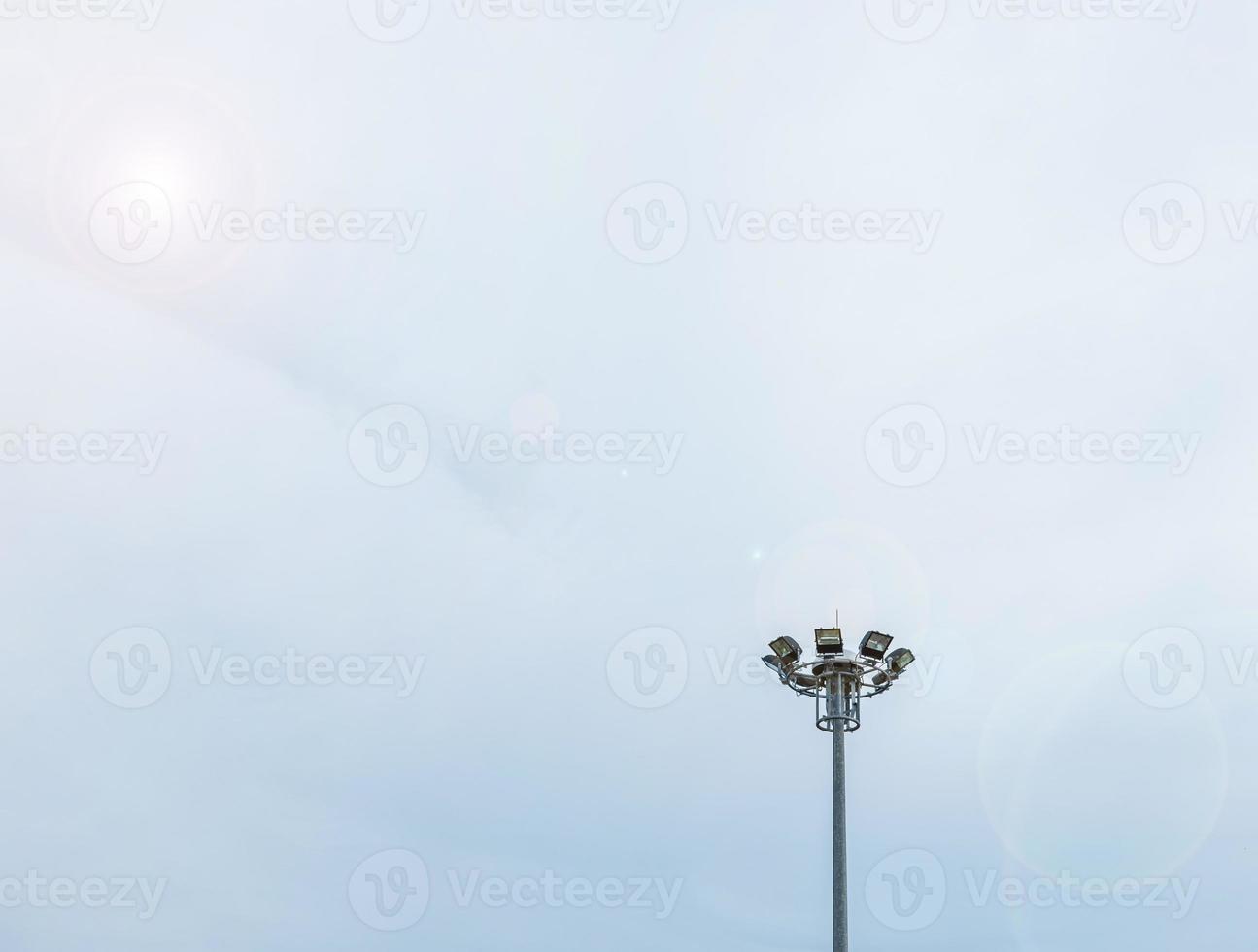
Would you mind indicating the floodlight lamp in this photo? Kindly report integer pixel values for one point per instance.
(874, 645)
(899, 661)
(787, 649)
(830, 640)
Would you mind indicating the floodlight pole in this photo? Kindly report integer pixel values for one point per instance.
__________________________________________________
### EXERCISE REQUIREMENTS
Retype every line above word for word, leaving out the pictures.

### EXERCISE SOLUTION
Would you mind indicating the floodlight lamp in this photo? Kindly report integer pixel values for one point per instance.
(874, 645)
(899, 661)
(787, 649)
(830, 640)
Would you mind indicating the floodlight pole in this photo? Kindly report integer pixel values for one point per instance.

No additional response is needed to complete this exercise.